[Source data]
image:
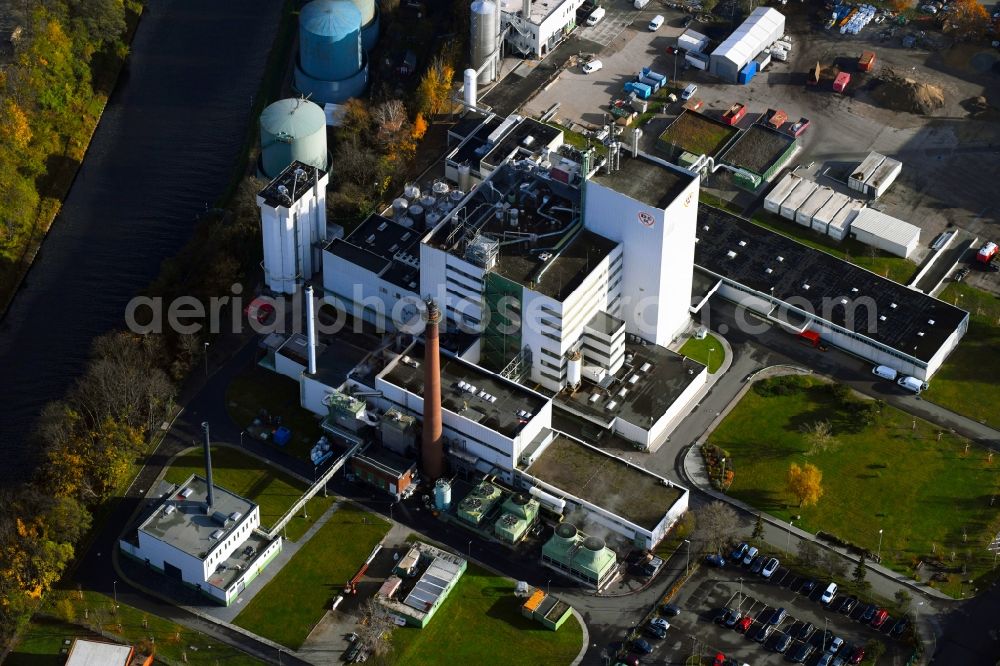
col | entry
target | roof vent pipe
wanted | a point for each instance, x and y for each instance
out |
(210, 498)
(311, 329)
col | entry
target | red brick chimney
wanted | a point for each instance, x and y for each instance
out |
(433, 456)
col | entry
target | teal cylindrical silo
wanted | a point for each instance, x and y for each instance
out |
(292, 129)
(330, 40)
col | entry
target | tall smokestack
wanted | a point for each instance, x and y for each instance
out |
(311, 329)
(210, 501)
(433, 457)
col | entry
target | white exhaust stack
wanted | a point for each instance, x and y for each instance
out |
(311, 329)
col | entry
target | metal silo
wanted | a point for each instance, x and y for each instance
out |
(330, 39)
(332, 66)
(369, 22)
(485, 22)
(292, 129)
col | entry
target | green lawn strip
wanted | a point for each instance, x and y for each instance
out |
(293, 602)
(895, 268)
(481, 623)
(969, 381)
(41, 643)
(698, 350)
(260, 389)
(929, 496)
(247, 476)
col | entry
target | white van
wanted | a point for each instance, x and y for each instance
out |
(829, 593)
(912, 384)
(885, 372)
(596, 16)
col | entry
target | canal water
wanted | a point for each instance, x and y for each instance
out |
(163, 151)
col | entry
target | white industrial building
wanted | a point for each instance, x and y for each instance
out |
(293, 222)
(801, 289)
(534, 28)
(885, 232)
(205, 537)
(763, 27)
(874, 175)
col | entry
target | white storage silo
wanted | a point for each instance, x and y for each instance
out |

What is asked >> Copy the whole listing above word for word, but leave out the pictures.

Output for this exercise >>
image:
col | entry
target | roof vent pipe
wanted | a point for each instance, x and y for each instance
out |
(210, 498)
(311, 329)
col | entry
target | red brick chimney
wanted | a point for each instance, x and y for each instance
out |
(433, 456)
col | entry
target | teal cylindrical silo
wanted | a point for each instance, x and y for each instance
out |
(292, 129)
(330, 40)
col | entry
target | tall smokestack
wanted | a point for each instance, x and y for each instance
out |
(311, 329)
(210, 501)
(433, 457)
col | entry
target | white exhaust stack
wanted | a point for each instance, x and y for each instance
out |
(311, 329)
col | entry
target | metal silo
wanted | a point for each instance, x and y for each instance
out |
(330, 39)
(332, 66)
(369, 22)
(485, 22)
(292, 129)
col | entry
target | green lawn strip
wanted | a point for each instance, x and y for each instance
out |
(293, 602)
(895, 268)
(481, 623)
(969, 381)
(41, 643)
(698, 350)
(260, 389)
(929, 496)
(247, 476)
col | entry
target | white van
wanted | a point for each instance, x and y for each instance
out |
(829, 593)
(912, 384)
(885, 372)
(596, 16)
col | entry
target | canal water
wanted | a point for each instance, x and y for each instance
out |
(163, 151)
col | entry
target | white industrial building
wanted | a point for each instance, x and y for each instance
out |
(293, 222)
(801, 289)
(534, 28)
(885, 232)
(205, 537)
(763, 27)
(874, 175)
col | entry
target | white storage silo
wanted | a point for each instance, x and y for each instance
out |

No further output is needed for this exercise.